**STATED TASK**
Reproduce the data below with every "pin" swapped for "marker" and nothing else altered. Leave the pictures out.

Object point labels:
— Begin —

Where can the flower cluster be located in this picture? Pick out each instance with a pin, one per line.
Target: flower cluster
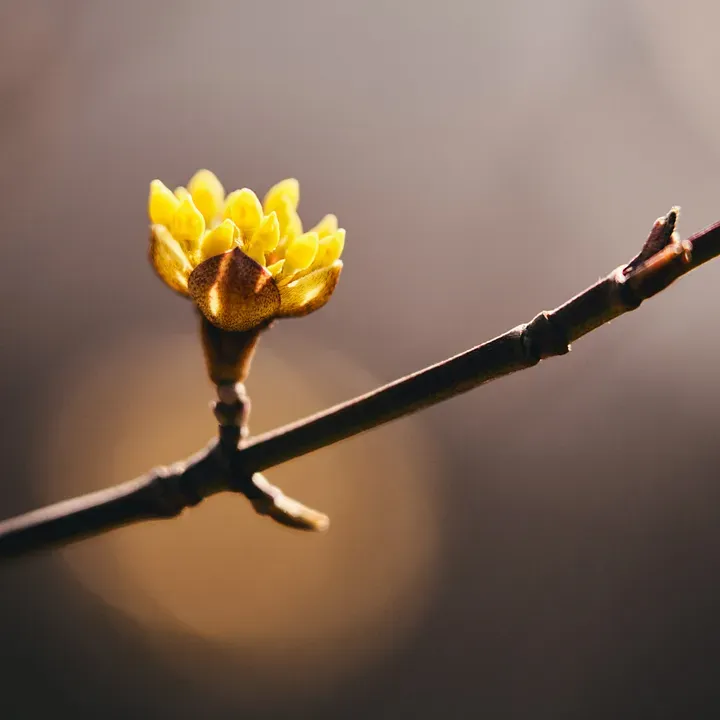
(241, 261)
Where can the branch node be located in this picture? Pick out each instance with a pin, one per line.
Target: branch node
(543, 338)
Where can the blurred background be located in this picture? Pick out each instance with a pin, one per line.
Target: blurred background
(544, 547)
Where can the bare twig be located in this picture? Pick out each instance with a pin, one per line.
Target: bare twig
(233, 463)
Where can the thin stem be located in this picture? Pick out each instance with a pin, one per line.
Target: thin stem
(233, 463)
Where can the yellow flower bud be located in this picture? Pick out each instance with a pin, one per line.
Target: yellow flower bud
(244, 209)
(290, 223)
(219, 240)
(162, 204)
(327, 226)
(188, 224)
(267, 236)
(300, 253)
(207, 193)
(285, 191)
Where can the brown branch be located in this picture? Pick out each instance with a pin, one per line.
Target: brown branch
(224, 466)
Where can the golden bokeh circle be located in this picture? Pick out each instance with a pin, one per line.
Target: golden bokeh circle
(220, 572)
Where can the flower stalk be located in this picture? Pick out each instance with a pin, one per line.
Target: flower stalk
(233, 462)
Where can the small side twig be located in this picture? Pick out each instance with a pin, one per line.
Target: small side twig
(233, 462)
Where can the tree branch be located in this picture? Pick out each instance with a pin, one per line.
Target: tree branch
(233, 463)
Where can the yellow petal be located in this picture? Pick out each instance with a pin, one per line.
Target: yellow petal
(331, 248)
(310, 292)
(162, 204)
(188, 224)
(290, 223)
(300, 252)
(285, 191)
(234, 292)
(219, 240)
(327, 226)
(267, 236)
(244, 209)
(168, 259)
(208, 194)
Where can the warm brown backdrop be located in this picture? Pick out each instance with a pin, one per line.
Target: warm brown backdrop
(545, 547)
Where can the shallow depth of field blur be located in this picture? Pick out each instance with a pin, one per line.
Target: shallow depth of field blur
(543, 547)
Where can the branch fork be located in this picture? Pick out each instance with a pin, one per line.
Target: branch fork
(234, 461)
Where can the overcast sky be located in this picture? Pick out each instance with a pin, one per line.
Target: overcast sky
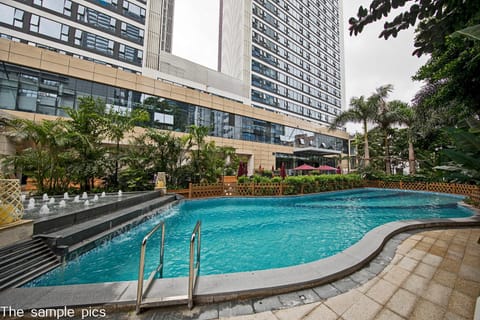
(370, 62)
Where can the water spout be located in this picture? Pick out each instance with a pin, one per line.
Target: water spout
(31, 204)
(44, 209)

— End —

**RESULT OF THIS TASK**
Where can the flower cluster be located in this picture? Pick out each instance with a marker, one per line.
Target: flower cluster
(241, 261)
Where can the branch node be located in this picture? Pick out each instance with a marker, one per line.
Target: branch node
(543, 338)
Where can the blurred background be located in this picture? Pick out each instance with a marker, one per line.
Target: blurred background
(544, 547)
Where can the bare twig be located in this picture? Pick out each instance with a marker, one per line.
Target: bare twig
(233, 463)
Where can the thin stem be located in this picture? Pick out each instance with a marker, one per line.
Target: thin stem
(233, 463)
Where can the yellow flower bud be located in this picture? Pick out each instance with a marker, one per line.
Target: yellow flower bud
(244, 209)
(290, 223)
(219, 240)
(162, 204)
(327, 226)
(188, 224)
(267, 236)
(300, 253)
(207, 193)
(285, 191)
Where can the brown branch be located in this picture? Pick out each instance with a marker, one per line.
Target: brown branch
(224, 466)
Where can the golden bokeh circle be located in this picture? Pick out each instance with a marker, one per line.
Target: golden bokeh circle
(220, 572)
Where can the flower stalk be located in this picture? Pick out each instance with a marker, one per line.
Target: flower stalk
(233, 462)
Where can the small side twig be located in this picture? Pick out each instance with a marker, one per line.
Target: small side twig
(233, 462)
Where can the tree branch be located in this picture? Pick out each instance with a marker, one per line.
Target: tree branch
(233, 463)
Where can the yellow petal be located in this picture? Pick out each instance with a marker, one per line.
Target: yellow petal
(331, 248)
(310, 292)
(162, 204)
(188, 224)
(290, 223)
(300, 252)
(285, 191)
(234, 292)
(219, 240)
(327, 226)
(267, 236)
(244, 209)
(168, 259)
(208, 194)
Where can the warm brown backdrop be located in this picture? Pick out each instance with a marker, one per line.
Target: warm brown backdrop
(545, 547)
Where can the shallow depth of field blur be located in this picture? Pick out each instance with a marker, one per line.
Target: shallow depth of field blur
(543, 547)
Where can the branch fork be located in this picture? Pick out each instance with a marker, one per line.
Target: branch fork
(234, 461)
Where can the overcast sky be located in this picture? Pick out each instance with a marker, one per line.
Target: overcast sky
(370, 62)
Where can the water spout be located in this picture? Pick out each instance with a marker, one per line.
Target: water spout
(31, 204)
(44, 209)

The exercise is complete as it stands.